[[ EXERCISE TEXT open ]]
The action item was deletion, not addition. The reasoning is that AQE has access to runtime statistics that the human writing optimisation code at design time does not:
- Post-shuffle row counts are precise — the static planner only has table-level cardinality estimates, often stale.
- Skew distributions can only be observed at runtime; static hints encode the architect's guess about which keys will be hot.
- Join input sizes after upstream filtering can shrink dramatically vs the planner's pre-filter estimate, which is what determines whether the broadcast threshold is exceeded.
When the runtime optimiser has more information than the human-coded hint, removing the hint is the higher-quality move. This is the mechanism behind concepts/remove-before-add-optimization: each existing hint is a hypothesis that runtime stats may have outgrown.
[[ EXERCISE TEXT closed ]]
[[ MATERIAL SUPPLIED open ]]
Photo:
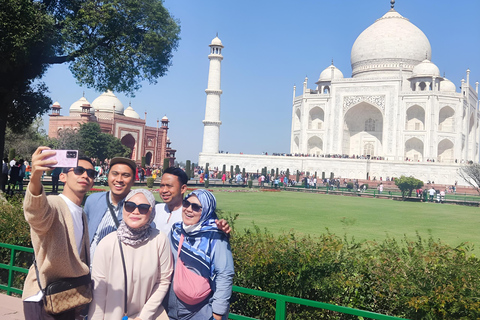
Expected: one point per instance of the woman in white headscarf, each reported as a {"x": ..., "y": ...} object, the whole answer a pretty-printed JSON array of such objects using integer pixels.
[
  {"x": 132, "y": 267},
  {"x": 203, "y": 277}
]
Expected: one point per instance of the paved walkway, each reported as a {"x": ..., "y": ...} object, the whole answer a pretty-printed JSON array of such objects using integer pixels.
[{"x": 11, "y": 308}]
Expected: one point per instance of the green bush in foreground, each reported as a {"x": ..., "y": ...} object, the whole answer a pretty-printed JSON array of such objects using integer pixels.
[{"x": 421, "y": 279}]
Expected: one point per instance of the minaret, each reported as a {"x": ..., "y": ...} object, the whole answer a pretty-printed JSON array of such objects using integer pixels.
[{"x": 211, "y": 130}]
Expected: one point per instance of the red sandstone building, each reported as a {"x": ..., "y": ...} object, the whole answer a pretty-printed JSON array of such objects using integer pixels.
[{"x": 108, "y": 111}]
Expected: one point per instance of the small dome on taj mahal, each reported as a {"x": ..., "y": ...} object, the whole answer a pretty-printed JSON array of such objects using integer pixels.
[
  {"x": 106, "y": 103},
  {"x": 77, "y": 105},
  {"x": 447, "y": 86},
  {"x": 425, "y": 69},
  {"x": 330, "y": 73},
  {"x": 129, "y": 112},
  {"x": 216, "y": 42}
]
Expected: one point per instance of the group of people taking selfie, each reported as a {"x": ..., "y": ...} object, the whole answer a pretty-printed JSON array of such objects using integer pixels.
[{"x": 123, "y": 256}]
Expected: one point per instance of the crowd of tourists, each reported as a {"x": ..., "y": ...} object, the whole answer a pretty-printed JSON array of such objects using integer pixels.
[
  {"x": 13, "y": 174},
  {"x": 123, "y": 256}
]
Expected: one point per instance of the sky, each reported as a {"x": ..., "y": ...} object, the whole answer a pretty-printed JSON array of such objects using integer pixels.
[{"x": 270, "y": 46}]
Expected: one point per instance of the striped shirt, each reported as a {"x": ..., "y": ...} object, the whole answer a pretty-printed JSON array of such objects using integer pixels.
[{"x": 107, "y": 225}]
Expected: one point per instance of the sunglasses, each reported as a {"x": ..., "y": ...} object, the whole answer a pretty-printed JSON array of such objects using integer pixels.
[
  {"x": 131, "y": 206},
  {"x": 195, "y": 207},
  {"x": 80, "y": 170}
]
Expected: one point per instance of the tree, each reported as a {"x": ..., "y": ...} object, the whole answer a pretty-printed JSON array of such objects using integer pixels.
[
  {"x": 407, "y": 185},
  {"x": 26, "y": 143},
  {"x": 111, "y": 44},
  {"x": 471, "y": 174},
  {"x": 97, "y": 144}
]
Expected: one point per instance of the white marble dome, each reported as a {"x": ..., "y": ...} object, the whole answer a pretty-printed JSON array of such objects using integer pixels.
[
  {"x": 77, "y": 105},
  {"x": 426, "y": 68},
  {"x": 389, "y": 41},
  {"x": 447, "y": 86},
  {"x": 129, "y": 112},
  {"x": 106, "y": 101},
  {"x": 326, "y": 74},
  {"x": 216, "y": 42}
]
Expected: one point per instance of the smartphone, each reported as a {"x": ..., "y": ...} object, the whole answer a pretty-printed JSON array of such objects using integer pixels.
[{"x": 64, "y": 158}]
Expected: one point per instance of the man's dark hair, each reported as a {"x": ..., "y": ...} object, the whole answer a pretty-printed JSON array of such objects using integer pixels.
[
  {"x": 65, "y": 170},
  {"x": 182, "y": 176}
]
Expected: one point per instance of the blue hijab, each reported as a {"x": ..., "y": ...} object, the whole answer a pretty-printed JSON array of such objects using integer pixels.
[{"x": 199, "y": 245}]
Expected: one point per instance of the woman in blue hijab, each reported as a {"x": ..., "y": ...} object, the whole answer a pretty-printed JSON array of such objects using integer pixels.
[{"x": 203, "y": 274}]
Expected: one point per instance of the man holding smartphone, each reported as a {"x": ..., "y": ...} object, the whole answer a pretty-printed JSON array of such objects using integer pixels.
[{"x": 58, "y": 228}]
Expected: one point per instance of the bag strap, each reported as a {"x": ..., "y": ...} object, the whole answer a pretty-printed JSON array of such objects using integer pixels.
[
  {"x": 112, "y": 212},
  {"x": 125, "y": 281},
  {"x": 180, "y": 243}
]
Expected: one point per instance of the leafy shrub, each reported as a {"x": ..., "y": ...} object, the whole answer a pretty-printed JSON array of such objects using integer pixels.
[
  {"x": 409, "y": 279},
  {"x": 13, "y": 227},
  {"x": 150, "y": 182}
]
[[ MATERIAL SUPPLIED closed ]]
## [DIRECTIONS]
[A] Answer these questions from the AQE text, one line each:
(i) What cardinality information does the static planner have?
(ii) When can skew distributions be observed?
(iii) What does each existing hint represent?
[B] Rewrite the part of the AQE text between "The action item" and "may have outgrown.", inclusive, changing "higher-quality" to "better".

## [EXERCISE RESULTS]
[A]
(i) Only table-level cardinality estimates, which are often stale.
(ii) Only at runtime.
(iii) A hypothesis that runtime stats may have outgrown.

[B]
The action item was deletion, not addition. The reasoning is that AQE has access to runtime statistics that the human writing optimisation code at design time does not:
- Post-shuffle row counts are precise — the static planner only has table-level cardinality estimates, often stale.
- Skew distributions can only be observed at runtime; static hints encode the architect's guess about which keys will be hot.
- Join input sizes after upstream filtering can shrink dramatically vs the planner's pre-filter estimate, which is what determines whether the broadcast threshold is exceeded.
When the runtime optimiser has more information than the human-coded hint, removing the hint is the better move. This is the mechanism behind concepts/remove-before-add-optimization: each existing hint is a hypothesis that runtime stats may have outgrown.